> _Data provided_:
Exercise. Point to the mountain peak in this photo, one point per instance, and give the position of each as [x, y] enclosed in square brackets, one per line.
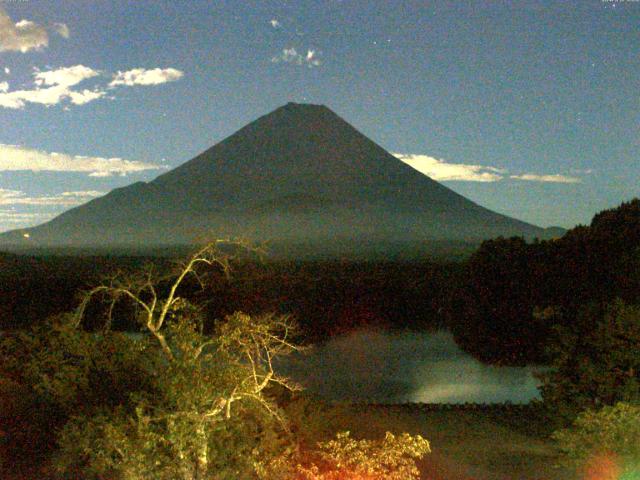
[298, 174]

...

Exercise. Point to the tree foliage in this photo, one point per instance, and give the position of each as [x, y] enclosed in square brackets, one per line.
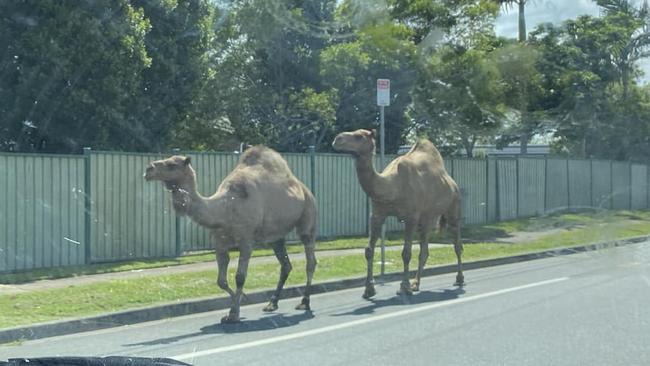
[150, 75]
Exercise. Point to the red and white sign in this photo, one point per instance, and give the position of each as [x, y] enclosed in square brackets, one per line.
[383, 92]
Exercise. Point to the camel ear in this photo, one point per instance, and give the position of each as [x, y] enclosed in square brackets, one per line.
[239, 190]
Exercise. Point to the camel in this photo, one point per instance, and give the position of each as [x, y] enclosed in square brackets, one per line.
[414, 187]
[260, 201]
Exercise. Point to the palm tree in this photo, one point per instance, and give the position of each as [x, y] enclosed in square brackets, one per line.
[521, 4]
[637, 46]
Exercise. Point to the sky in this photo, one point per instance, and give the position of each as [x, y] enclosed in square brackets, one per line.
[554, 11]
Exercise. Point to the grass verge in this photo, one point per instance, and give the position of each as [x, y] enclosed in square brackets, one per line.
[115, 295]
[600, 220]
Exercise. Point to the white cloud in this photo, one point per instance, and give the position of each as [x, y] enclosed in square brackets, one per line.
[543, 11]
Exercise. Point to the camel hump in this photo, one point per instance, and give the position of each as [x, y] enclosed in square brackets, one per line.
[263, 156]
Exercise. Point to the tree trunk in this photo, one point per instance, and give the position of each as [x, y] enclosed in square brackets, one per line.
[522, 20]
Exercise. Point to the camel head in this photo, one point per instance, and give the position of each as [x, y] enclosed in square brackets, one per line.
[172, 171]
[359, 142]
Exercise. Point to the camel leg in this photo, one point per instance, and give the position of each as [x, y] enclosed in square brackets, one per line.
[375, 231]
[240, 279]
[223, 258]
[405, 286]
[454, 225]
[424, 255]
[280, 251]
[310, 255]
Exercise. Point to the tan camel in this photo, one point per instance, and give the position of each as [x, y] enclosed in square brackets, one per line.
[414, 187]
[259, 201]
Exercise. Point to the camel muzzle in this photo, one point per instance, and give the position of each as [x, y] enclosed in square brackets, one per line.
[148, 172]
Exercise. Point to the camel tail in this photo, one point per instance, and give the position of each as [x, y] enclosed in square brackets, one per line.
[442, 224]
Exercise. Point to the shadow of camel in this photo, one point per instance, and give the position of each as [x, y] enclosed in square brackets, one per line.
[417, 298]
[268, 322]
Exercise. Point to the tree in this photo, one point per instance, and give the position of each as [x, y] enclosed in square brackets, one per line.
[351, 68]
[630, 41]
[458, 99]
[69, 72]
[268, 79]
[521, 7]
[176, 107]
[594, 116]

--

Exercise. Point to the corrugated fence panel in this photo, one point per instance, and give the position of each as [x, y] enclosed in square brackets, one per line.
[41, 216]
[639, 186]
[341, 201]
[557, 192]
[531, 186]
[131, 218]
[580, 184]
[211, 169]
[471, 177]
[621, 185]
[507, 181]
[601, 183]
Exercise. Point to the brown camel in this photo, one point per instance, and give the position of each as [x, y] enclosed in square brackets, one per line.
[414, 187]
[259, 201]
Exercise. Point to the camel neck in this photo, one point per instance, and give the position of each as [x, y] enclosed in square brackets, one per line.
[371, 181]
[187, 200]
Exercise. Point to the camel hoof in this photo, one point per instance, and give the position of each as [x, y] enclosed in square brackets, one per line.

> _Task description_:
Write out again, word for word, the lines running from the line with "Exercise. Point to the corrugated" up to and including the line with "Exercise. Point to the camel hoof".

> _Written reply_:
Exercise. Point to the corrugated fence panel in this photo, one point per instance, and give the position of each as [x, y] enclosed in square brackets, one per line.
[41, 216]
[639, 186]
[341, 201]
[557, 192]
[531, 186]
[131, 218]
[580, 184]
[211, 169]
[471, 177]
[621, 185]
[507, 181]
[601, 183]
Exercise. Point to the brown camel in this photo, one point per instance, and give the position of each as [x, y] enclosed in square brackets, one per line.
[414, 187]
[259, 201]
Exercise. Point to the camel neck in this photo, one point per instance, and give the position of each as [x, y] enclosed in square brackets, one per line.
[371, 181]
[187, 200]
Exercise. Point to the camel hoof in this photo, one point per instance, and give the position of each as [x, y] enclosed in square brackets, one per line.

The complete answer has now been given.